------ TASK INPUT

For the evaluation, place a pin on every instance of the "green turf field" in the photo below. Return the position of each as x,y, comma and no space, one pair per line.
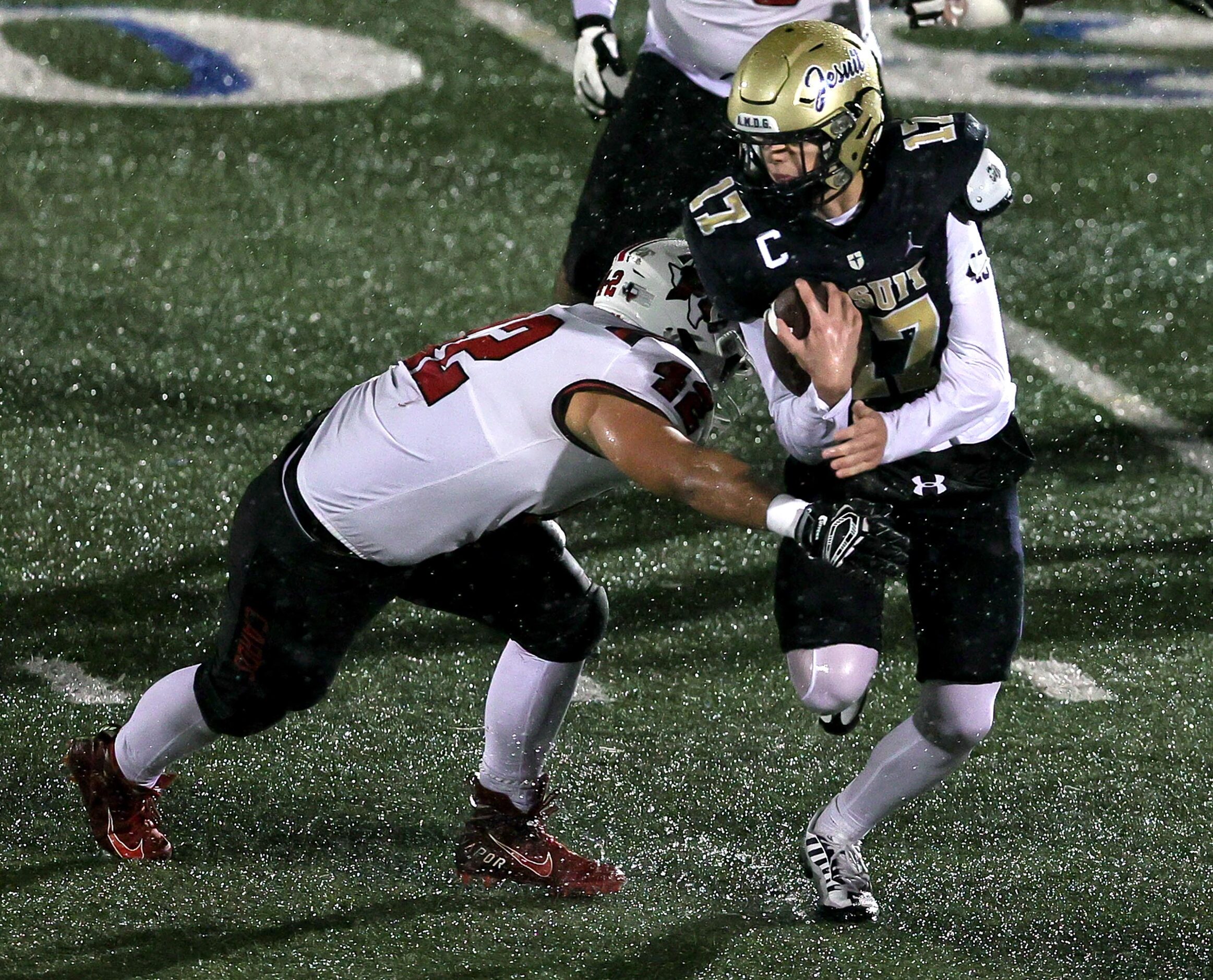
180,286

------------
------ TASK INPUT

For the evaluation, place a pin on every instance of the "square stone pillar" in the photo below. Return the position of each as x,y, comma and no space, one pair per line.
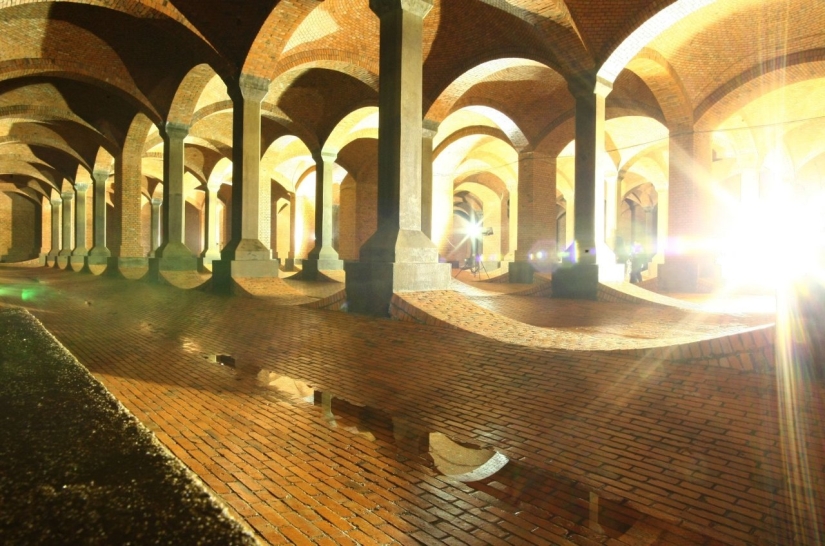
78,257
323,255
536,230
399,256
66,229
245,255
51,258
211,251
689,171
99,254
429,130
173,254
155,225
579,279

------------

## GIVEN INSTRUCTION
Count how many of the lines above contain the word "position". Reply with the number alone.

## TASK RESPONSE
2